**PROBLEM**
Copy out verbatim the lines of the material below, starting at the line that contains "Run the detector on the photograph above to find the white" and ending at the final line of the material, with both of those lines included.

Start of PROVIDED DATA

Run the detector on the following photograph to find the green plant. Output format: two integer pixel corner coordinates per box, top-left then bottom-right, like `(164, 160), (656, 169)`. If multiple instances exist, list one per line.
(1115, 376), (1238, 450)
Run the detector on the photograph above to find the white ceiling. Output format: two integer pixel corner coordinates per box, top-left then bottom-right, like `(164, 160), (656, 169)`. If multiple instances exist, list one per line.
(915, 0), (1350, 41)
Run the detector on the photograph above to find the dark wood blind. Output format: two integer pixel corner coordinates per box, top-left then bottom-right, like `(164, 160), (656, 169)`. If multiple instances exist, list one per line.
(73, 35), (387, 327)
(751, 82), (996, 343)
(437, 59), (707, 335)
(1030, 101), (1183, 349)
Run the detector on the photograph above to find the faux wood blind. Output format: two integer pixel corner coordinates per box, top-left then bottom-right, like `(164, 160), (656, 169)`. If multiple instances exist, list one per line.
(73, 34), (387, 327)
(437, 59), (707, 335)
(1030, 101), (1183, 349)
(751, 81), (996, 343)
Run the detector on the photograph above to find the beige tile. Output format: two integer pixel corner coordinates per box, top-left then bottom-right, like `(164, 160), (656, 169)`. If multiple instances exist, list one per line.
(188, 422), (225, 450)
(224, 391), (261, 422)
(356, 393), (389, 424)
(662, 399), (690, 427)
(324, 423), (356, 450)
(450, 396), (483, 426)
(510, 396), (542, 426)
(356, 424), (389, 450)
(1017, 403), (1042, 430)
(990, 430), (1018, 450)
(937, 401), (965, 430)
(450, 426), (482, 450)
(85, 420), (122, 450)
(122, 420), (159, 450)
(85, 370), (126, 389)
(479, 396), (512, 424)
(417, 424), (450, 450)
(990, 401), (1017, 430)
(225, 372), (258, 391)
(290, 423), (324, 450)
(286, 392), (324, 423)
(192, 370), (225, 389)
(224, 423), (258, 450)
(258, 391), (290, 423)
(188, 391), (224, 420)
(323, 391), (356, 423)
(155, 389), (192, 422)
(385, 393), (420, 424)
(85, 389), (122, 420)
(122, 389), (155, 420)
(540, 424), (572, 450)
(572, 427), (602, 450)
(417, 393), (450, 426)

End of PROVIDED DATA

**CORRECT RESULT**
Run the detector on the photograph above to find the white ceiling. Output format: two integer pixel corner coordinates per box, top-left then bottom-right, like `(164, 160), (656, 169)`. If multiple instances exist, list one per line.
(915, 0), (1350, 41)
Run the detector on the photograph above to find the dark wood blind. Output format: two integer pixel corner coordinates per box, top-left then bottom-right, like `(164, 160), (656, 169)`. If multiple instances exist, list one per line.
(73, 35), (387, 327)
(751, 82), (996, 343)
(437, 59), (707, 335)
(1030, 101), (1183, 349)
Run the detector on the photograph above to find the faux wood blind. Output format: two integer pixel corner coordinates per box, top-left then bottom-right, like `(164, 160), (656, 169)`. If multiple instances exist, list one per line.
(73, 34), (387, 327)
(437, 59), (707, 335)
(1030, 101), (1183, 349)
(751, 81), (996, 343)
Run the detector on the photograph above to find the beige tile. Output format: two integer pixel corner coordinates per box, top-left then bottom-right, like `(164, 160), (656, 169)`. If multiple instances exist, list one per line.
(188, 422), (225, 450)
(224, 391), (261, 422)
(356, 393), (389, 424)
(662, 399), (690, 427)
(324, 423), (356, 450)
(450, 396), (483, 426)
(510, 396), (542, 426)
(356, 424), (389, 450)
(1017, 403), (1042, 430)
(990, 430), (1018, 450)
(937, 401), (965, 430)
(450, 426), (482, 450)
(85, 420), (122, 450)
(122, 420), (159, 450)
(85, 370), (126, 389)
(479, 396), (512, 424)
(417, 424), (450, 450)
(990, 401), (1017, 430)
(225, 372), (258, 391)
(290, 423), (324, 450)
(286, 392), (324, 423)
(192, 370), (225, 389)
(224, 423), (258, 450)
(258, 391), (290, 423)
(188, 391), (224, 420)
(323, 391), (356, 423)
(155, 389), (192, 422)
(385, 393), (420, 424)
(85, 389), (122, 420)
(122, 389), (155, 420)
(540, 424), (572, 450)
(572, 427), (602, 450)
(417, 393), (450, 426)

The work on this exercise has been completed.